Recorded data:
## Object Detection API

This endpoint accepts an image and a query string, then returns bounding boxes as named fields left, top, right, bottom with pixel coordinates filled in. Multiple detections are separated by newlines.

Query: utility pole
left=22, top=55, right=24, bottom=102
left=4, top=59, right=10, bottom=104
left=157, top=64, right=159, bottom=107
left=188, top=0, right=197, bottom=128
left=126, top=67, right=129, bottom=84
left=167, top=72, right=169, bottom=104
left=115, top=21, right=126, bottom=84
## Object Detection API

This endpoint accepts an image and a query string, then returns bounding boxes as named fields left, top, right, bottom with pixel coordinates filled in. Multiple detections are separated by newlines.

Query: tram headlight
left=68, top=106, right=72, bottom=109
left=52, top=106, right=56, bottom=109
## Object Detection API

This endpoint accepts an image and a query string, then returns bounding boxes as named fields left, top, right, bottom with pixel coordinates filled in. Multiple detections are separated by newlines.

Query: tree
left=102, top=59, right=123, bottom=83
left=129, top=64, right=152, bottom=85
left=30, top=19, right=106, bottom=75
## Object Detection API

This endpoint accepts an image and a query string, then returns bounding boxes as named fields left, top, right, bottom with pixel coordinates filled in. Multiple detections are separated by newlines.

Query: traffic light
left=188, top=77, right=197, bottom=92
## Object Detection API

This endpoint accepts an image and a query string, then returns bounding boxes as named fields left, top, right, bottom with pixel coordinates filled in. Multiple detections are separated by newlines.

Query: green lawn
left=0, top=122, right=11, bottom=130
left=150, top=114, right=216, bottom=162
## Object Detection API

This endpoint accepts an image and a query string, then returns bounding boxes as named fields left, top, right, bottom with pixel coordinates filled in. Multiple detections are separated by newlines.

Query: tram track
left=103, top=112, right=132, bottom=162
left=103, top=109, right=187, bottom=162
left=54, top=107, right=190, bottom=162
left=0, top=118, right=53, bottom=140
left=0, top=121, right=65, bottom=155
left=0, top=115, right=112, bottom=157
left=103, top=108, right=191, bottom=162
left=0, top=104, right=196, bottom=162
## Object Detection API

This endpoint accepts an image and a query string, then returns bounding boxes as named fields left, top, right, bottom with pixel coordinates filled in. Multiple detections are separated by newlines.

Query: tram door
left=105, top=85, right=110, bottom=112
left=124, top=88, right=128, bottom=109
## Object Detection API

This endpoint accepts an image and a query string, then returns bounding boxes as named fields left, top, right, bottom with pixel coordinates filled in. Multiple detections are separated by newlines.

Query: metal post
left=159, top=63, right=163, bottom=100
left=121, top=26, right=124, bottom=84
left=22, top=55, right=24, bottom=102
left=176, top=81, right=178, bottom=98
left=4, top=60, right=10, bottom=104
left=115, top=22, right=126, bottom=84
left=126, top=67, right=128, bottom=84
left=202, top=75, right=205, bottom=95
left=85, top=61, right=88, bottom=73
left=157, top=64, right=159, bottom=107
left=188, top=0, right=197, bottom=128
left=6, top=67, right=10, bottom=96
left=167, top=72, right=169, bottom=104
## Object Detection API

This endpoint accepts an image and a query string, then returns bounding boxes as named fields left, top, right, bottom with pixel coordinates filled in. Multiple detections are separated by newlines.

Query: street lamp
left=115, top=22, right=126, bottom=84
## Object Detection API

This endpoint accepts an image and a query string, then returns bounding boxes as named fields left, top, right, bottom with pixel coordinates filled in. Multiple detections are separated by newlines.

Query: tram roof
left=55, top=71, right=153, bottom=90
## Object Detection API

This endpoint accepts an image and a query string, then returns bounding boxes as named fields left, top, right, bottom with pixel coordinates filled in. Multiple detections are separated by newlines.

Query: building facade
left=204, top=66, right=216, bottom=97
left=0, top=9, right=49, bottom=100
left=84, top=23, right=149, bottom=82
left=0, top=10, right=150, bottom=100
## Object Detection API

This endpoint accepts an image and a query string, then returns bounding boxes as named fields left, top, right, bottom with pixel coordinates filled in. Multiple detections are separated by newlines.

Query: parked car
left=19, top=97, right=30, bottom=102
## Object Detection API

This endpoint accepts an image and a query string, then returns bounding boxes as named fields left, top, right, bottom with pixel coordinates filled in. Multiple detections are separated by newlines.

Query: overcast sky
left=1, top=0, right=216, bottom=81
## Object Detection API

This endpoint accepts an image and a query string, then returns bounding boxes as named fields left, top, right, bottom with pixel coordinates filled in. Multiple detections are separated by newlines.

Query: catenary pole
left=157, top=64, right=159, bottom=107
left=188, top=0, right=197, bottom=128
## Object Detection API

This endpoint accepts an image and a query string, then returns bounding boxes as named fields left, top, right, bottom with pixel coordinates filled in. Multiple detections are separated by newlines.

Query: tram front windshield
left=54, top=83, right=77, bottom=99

Assignment: Please reproduce every line shown above, exactly as written.

Response:
## Object Detection API

This endpoint accepts an image and a query string, then returns bounding boxes as named fields left, top, right, bottom with pixel coordinates filled in. Multiple detections are separated by newlines.

Query: utility pole
left=22, top=55, right=24, bottom=102
left=4, top=59, right=10, bottom=104
left=157, top=64, right=159, bottom=107
left=188, top=0, right=197, bottom=128
left=126, top=67, right=129, bottom=84
left=167, top=72, right=169, bottom=104
left=115, top=21, right=126, bottom=84
## Object Detection API

This endpoint accepts an image and a query string, then returns bounding boxes as named fields left, top, right, bottom with pixel coordinates filled in. Multiple detections are separated by newlines.

Query: tram headlight
left=68, top=106, right=72, bottom=109
left=52, top=106, right=56, bottom=109
## Object Detection API

This endpoint accepts an image and a query string, then returns bounding boxes as named fields left, top, right, bottom with pixel coordinates filled in. Multiple detections are separated by newlines.

Query: tree
left=102, top=59, right=123, bottom=83
left=129, top=64, right=152, bottom=85
left=30, top=19, right=106, bottom=75
## Object Detection API

This endpoint accepts an image and a query string, then returns bounding boxes as named fields left, top, right, bottom with pixel coordinates filled in. Multiple detections are separated by newlines.

Query: traffic light
left=188, top=77, right=197, bottom=92
## Object Detection API

This endpoint accepts an image and a query string, then returns bounding boxes as named fields left, top, right, bottom with pixel coordinates filled in. Multiple detections are separated by newlines.

Query: green lawn
left=0, top=122, right=11, bottom=130
left=150, top=114, right=216, bottom=162
## Object Detection API

This endpoint accepts an image and a query string, then returns bounding boxes as named fields left, top, right, bottom with pixel coordinates filled in. Multiple detections are separated by newlines.

Query: tram track
left=103, top=112, right=132, bottom=162
left=103, top=109, right=187, bottom=162
left=54, top=107, right=190, bottom=162
left=0, top=118, right=53, bottom=140
left=0, top=121, right=65, bottom=155
left=0, top=115, right=112, bottom=157
left=103, top=108, right=191, bottom=162
left=0, top=104, right=196, bottom=162
## Object Detection API

This endpoint accepts an image and a query string, then returns bounding boxes as named fields left, top, right, bottom with pixel coordinates filled in. Multiple detections are separated by newlines.

Query: tram door
left=105, top=85, right=110, bottom=112
left=124, top=88, right=128, bottom=109
## Object Detection API

This endpoint accepts an image and a query string, then returns bounding boxes as named fields left, top, right, bottom with pixel coordinates filled in. Multiple detections are separated by newlines.

Query: metal post
left=159, top=63, right=163, bottom=100
left=121, top=26, right=124, bottom=84
left=22, top=55, right=24, bottom=102
left=176, top=81, right=178, bottom=98
left=4, top=60, right=10, bottom=104
left=115, top=22, right=126, bottom=84
left=126, top=67, right=128, bottom=84
left=202, top=75, right=205, bottom=95
left=85, top=61, right=88, bottom=73
left=157, top=64, right=159, bottom=107
left=188, top=0, right=197, bottom=128
left=6, top=67, right=10, bottom=96
left=167, top=72, right=169, bottom=104
## Object Detection API

This endpoint accepts an image and a query string, then returns bounding boxes as named fields left, top, right, bottom with pixel coordinates filled in. Multiple detections are separated by newlines.

Query: street lamp
left=115, top=22, right=126, bottom=84
## Object Detection API

This endpoint accepts an image and a query string, then returns bounding boxes as named fields left, top, right, bottom with pixel coordinates filled in. Multiple detections are separated by newlines.

Query: tram roof
left=55, top=71, right=153, bottom=90
## Object Detection API

This endpoint accepts an image and a query string, then returns bounding boxes as named fields left, top, right, bottom with pixel coordinates filled in. Multiple detections are separated by newlines.

Query: building facade
left=204, top=66, right=216, bottom=97
left=0, top=9, right=49, bottom=100
left=84, top=23, right=149, bottom=82
left=0, top=10, right=150, bottom=100
## Object Detection API

This endpoint accepts an image and a query string, then returns bounding boxes as named fields left, top, right, bottom with pixel coordinates filled in. Multiple detections are separated by newlines.

Query: parked car
left=19, top=97, right=30, bottom=102
## Object Detection API

This endpoint accepts an image and a query string, then returns bounding boxes as named fields left, top, right, bottom with pixel coordinates filled in. Multiple detections are separated by newlines.

Query: overcast sky
left=1, top=0, right=216, bottom=81
## Object Detection API

This endpoint accepts an image and a query string, then returns bounding boxes as named fields left, top, right, bottom with pixel coordinates filled in. Multiple detections are separated by newlines.

Query: catenary pole
left=157, top=64, right=159, bottom=107
left=188, top=0, right=197, bottom=128
## Object Detection API

This endpoint accepts an image and a query string, then returns bounding boxes as named fields left, top, right, bottom with pixel coordinates filled in. Multiple detections are separated by newlines.

Query: tram front windshield
left=54, top=83, right=77, bottom=99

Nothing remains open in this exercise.